Problem details = Give every one of these lines as a JSON list of strings, one string per line, skipping any blank lines. Leave the pictures out of your answer.

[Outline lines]
*****

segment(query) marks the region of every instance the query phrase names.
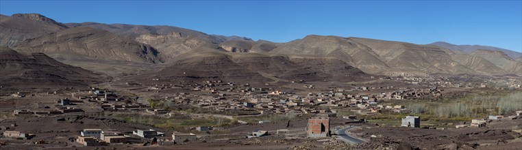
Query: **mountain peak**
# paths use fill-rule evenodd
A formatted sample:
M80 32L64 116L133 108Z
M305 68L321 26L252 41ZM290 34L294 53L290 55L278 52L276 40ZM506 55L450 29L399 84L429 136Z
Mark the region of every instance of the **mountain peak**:
M60 23L58 22L55 21L54 20L47 18L47 16L45 16L40 14L14 14L11 15L11 17L15 17L15 18L22 18L25 19L29 19L32 20L36 20L36 21L41 21L47 23L52 23L58 25L60 26L62 26L64 28L67 28L67 26Z

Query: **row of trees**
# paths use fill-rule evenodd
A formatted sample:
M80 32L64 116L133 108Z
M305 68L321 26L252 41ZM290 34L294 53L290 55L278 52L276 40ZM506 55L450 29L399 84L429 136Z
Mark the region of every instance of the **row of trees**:
M522 92L505 95L475 95L451 104L428 106L414 103L408 106L412 113L427 113L439 117L480 117L504 115L522 110Z

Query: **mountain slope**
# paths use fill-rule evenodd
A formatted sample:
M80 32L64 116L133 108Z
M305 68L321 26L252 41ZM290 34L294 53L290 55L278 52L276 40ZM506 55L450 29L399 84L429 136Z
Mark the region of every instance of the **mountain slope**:
M107 80L42 53L23 55L6 47L0 47L0 85L26 88L86 86Z
M368 73L480 74L452 60L449 50L393 41L308 35L270 52L335 57Z
M12 47L27 39L34 38L68 27L38 14L0 16L0 46Z
M64 57L159 63L158 52L150 46L90 27L71 28L21 42L15 48Z
M414 44L351 38L379 55L390 68L408 72L445 74L477 74L451 59L444 49Z
M460 51L466 54L471 53L473 50L496 50L496 51L501 51L511 57L512 59L517 59L518 57L522 57L522 53L521 52L517 52L513 51L510 50L507 50L501 48L497 48L497 47L493 47L493 46L481 46L481 45L455 45L444 42L437 42L434 43L430 44L430 45L435 45L440 47L448 48L451 50L455 51Z
M484 58L507 73L522 76L522 64L501 51L475 50L470 55Z
M235 53L200 48L179 55L157 72L129 80L160 78L171 82L221 80L262 84L272 81L343 80L364 78L366 74L329 57L288 56L269 53Z
M335 57L370 73L389 69L389 66L369 47L350 38L336 36L308 35L301 40L282 44L270 52Z
M172 26L146 26L96 22L68 23L69 27L90 27L108 31L118 35L149 44L164 54L166 61L176 56L198 48L217 48L217 44L229 40L251 41L238 36L208 35L194 30Z
M277 47L279 44L269 41L231 40L220 43L219 47L232 52L265 52Z

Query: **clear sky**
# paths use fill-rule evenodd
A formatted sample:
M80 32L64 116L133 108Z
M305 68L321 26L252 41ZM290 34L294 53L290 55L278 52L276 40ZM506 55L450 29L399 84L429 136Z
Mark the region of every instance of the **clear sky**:
M522 50L522 1L0 1L61 22L171 25L286 42L332 35Z

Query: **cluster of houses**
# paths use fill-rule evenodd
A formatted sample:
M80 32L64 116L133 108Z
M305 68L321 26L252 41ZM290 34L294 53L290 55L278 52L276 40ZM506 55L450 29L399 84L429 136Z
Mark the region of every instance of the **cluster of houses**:
M512 120L512 119L518 119L519 118L522 118L522 110L515 111L514 115L511 115L508 117L504 117L502 115L497 115L497 116L490 115L490 116L488 116L488 118L473 119L471 119L471 123L469 125L467 125L467 124L457 125L455 125L455 127L456 128L460 128L460 127L485 127L487 123L490 123L495 120L500 120L500 119Z
M197 139L195 134L173 132L171 138L154 130L136 130L132 134L125 135L116 130L84 129L76 138L76 142L85 146L101 146L114 143L140 143L144 141L151 144L171 142L173 144L193 141Z

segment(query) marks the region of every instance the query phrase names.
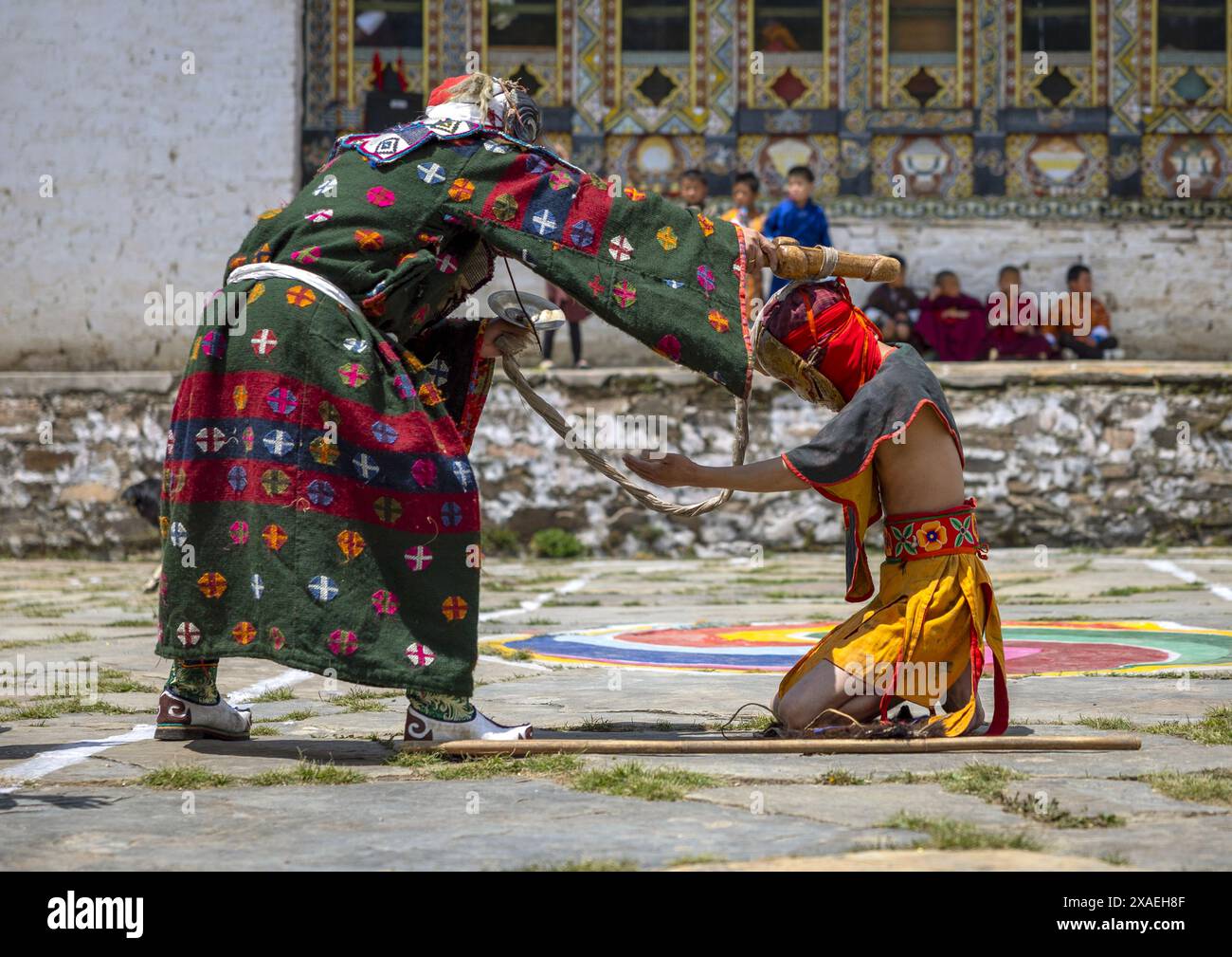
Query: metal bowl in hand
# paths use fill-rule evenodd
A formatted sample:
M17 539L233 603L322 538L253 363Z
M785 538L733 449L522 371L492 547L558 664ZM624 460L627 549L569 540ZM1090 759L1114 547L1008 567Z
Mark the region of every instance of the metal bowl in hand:
M564 313L542 296L515 292L511 289L488 296L488 308L498 319L514 326L531 327L538 332L551 332L564 326Z

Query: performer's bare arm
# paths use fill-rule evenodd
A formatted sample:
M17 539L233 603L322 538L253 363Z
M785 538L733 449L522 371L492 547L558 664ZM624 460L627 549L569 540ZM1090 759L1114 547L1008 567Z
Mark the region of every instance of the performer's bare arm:
M626 455L625 464L648 482L669 488L691 485L697 488L734 488L737 492L796 492L808 488L782 459L748 465L699 465L686 455L670 453L662 459Z
M625 456L625 464L658 485L734 488L737 492L795 492L808 488L782 459L749 465L699 465L686 455L662 459ZM938 416L919 414L906 440L883 442L877 449L882 504L891 514L950 508L963 499L962 465L946 427Z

*****

Result of the exercise =
[
  "segment(query) marks the region of every instance the query phrase names.",
  "Query: **mountain peak**",
  "# paths use fill-rule evenodd",
  "A formatted sample:",
  "M80 32L64 116L133 108Z",
  "M305 68L321 26L252 41ZM290 34L294 53L290 55L278 52L276 40ZM506 55L450 29L399 84L429 136Z",
  "Mark the region of every instance of the **mountain peak**:",
  "M60 23L58 22L55 21L54 20L47 18L47 16L45 16L40 14L14 14L11 15L11 17L15 17L15 18L22 18L25 19L29 19L32 20L36 20L36 21L41 21L47 23L52 23L58 25L60 26L62 26L64 28L67 28L67 26Z",
  "Query: **row of trees**",
  "# paths use fill-rule evenodd",
  "A formatted sample:",
  "M80 32L64 116L133 108Z",
  "M305 68L321 26L252 41ZM290 34L294 53L290 55L278 52L276 40ZM506 55L450 29L399 84L429 136Z",
  "Mark the region of every instance of the **row of trees**:",
  "M522 92L505 95L475 95L451 104L428 106L414 103L408 106L412 113L427 113L439 117L480 117L504 115L522 110Z",
  "Query: **mountain slope**",
  "# paths use fill-rule evenodd",
  "A formatted sample:",
  "M80 32L64 116L133 108Z",
  "M305 68L321 26L252 41ZM290 34L294 53L290 55L278 52L276 40ZM506 55L450 29L399 84L429 136Z",
  "Mark the region of every instance of the **mountain slope**:",
  "M107 80L42 53L23 55L6 47L0 47L0 85L26 88L86 86Z",
  "M368 73L480 74L452 60L449 50L393 41L308 35L270 52L335 57Z",
  "M12 47L27 39L34 38L68 27L38 14L0 16L0 46Z",
  "M64 57L159 63L158 52L150 46L90 27L71 28L21 42L15 48Z",
  "M414 44L351 38L379 55L390 68L408 72L445 74L477 74L451 59L444 49Z",
  "M460 51L466 54L471 53L473 50L496 50L496 51L501 51L511 57L512 59L517 59L518 57L522 57L522 53L521 52L517 52L513 51L510 50L507 50L501 48L497 48L497 47L493 47L493 46L481 46L481 45L455 45L444 42L437 42L434 43L430 44L430 45L435 45L440 47L448 48L451 50L455 51Z",
  "M484 58L507 73L522 76L522 64L501 51L475 50L470 55Z",
  "M235 53L200 48L179 55L157 72L129 80L160 78L171 82L221 80L262 84L272 81L343 80L364 78L366 74L329 57L288 56L269 53Z",
  "M335 57L370 73L389 69L389 66L369 47L350 38L336 36L308 35L301 40L282 44L270 52Z",
  "M172 26L146 26L96 22L68 23L69 27L90 27L108 31L118 35L149 44L164 54L166 61L176 56L198 48L217 48L217 44L229 40L251 41L238 36L208 35L194 30Z",
  "M277 47L279 44L269 41L231 40L220 43L219 47L232 52L265 52Z",
  "Query: **clear sky**",
  "# paths use fill-rule evenodd",
  "A formatted sample:",
  "M80 32L64 116L133 108Z",
  "M305 68L321 26L252 41ZM290 34L294 53L290 55L278 52L276 40ZM506 55L450 29L399 84L429 136Z",
  "Mark the region of every instance of the **clear sky**:",
  "M522 50L522 1L0 1L61 22L171 25L286 42L332 35Z",
  "Query: **cluster of houses**",
  "# paths use fill-rule evenodd",
  "A formatted sample:",
  "M80 32L64 116L133 108Z",
  "M305 68L321 26L252 41ZM290 34L294 53L290 55L278 52L276 40ZM506 55L450 29L399 84L429 136Z",
  "Mark the region of every instance of the **cluster of houses**:",
  "M512 120L512 119L518 119L519 118L522 118L522 110L515 111L514 115L511 115L508 117L504 117L502 115L497 115L497 116L490 115L490 116L488 116L488 118L473 119L471 119L471 123L469 125L467 125L467 124L457 125L455 125L455 127L456 128L460 128L460 127L485 127L487 123L490 123L495 120L500 120L500 119Z",
  "M197 139L195 134L173 132L171 138L154 130L136 130L132 134L125 135L116 130L84 129L76 138L76 142L85 146L101 146L114 143L140 143L144 141L151 144L171 142L173 144L193 141Z",
  "segment(query) marks the region of every instance the query phrase names.",
  "Query: metal bowl in hand",
  "# paths use fill-rule evenodd",
  "A formatted sample:",
  "M17 539L233 603L322 538L253 363Z",
  "M785 538L733 449L522 371L492 547L558 664ZM624 460L627 549L569 540ZM1090 759L1114 547L1008 567Z",
  "Mark the region of every instance of the metal bowl in hand:",
  "M564 313L542 296L515 292L511 289L488 296L488 308L498 319L514 326L531 327L538 332L551 332L564 326Z",
  "Query: performer's bare arm",
  "# paths use fill-rule evenodd",
  "A formatted sample:",
  "M17 539L233 603L322 538L253 363Z",
  "M785 538L733 449L522 371L492 547L558 664ZM624 460L627 549L569 540ZM1090 759L1114 547L1008 567Z",
  "Mark the region of every instance of the performer's bare arm:",
  "M626 455L625 464L648 482L669 488L691 485L697 488L734 488L737 492L796 492L808 488L782 459L748 465L699 465L686 455L670 453L662 459Z",
  "M625 456L625 464L658 485L734 488L737 492L795 492L808 488L782 459L749 465L699 465L686 455L662 459ZM938 416L919 414L906 440L883 442L877 449L882 504L891 514L950 508L963 499L962 465L946 427Z"
]